▸ Data provided
::::::::::

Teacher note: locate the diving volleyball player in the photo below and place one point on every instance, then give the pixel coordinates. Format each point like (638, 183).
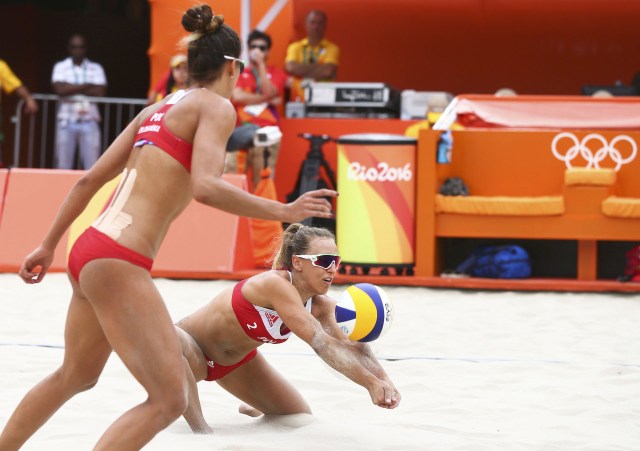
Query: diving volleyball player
(220, 340)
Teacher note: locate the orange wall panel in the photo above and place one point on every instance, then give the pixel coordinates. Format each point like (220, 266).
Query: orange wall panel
(31, 202)
(203, 239)
(3, 183)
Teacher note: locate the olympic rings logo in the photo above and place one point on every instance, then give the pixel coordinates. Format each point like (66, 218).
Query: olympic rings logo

::::::::::

▸ The task
Please rewrite all of the material above as a numbered list with no blank lines, leaving out the pictures.

▸ The completed task
1. Teacher note: locate the diving volleyball player in the photo below and place one point on every instance, then give the pixel coordinates. Format each point like (638, 183).
2. Query: diving volleyball player
3. (220, 340)
4. Teacher note: locate the orange wall panel in the photo above and place one point on every instance, then give the pixel coordinates. Format each point like (220, 266).
5. Query: orange wall panel
6. (31, 202)
7. (203, 239)
8. (3, 183)
9. Teacher note: locate the olympic rings logo in the photo above and place one point on every instance, then give the pixel coordinates. Format each point like (66, 218).
10. Query: olympic rings logo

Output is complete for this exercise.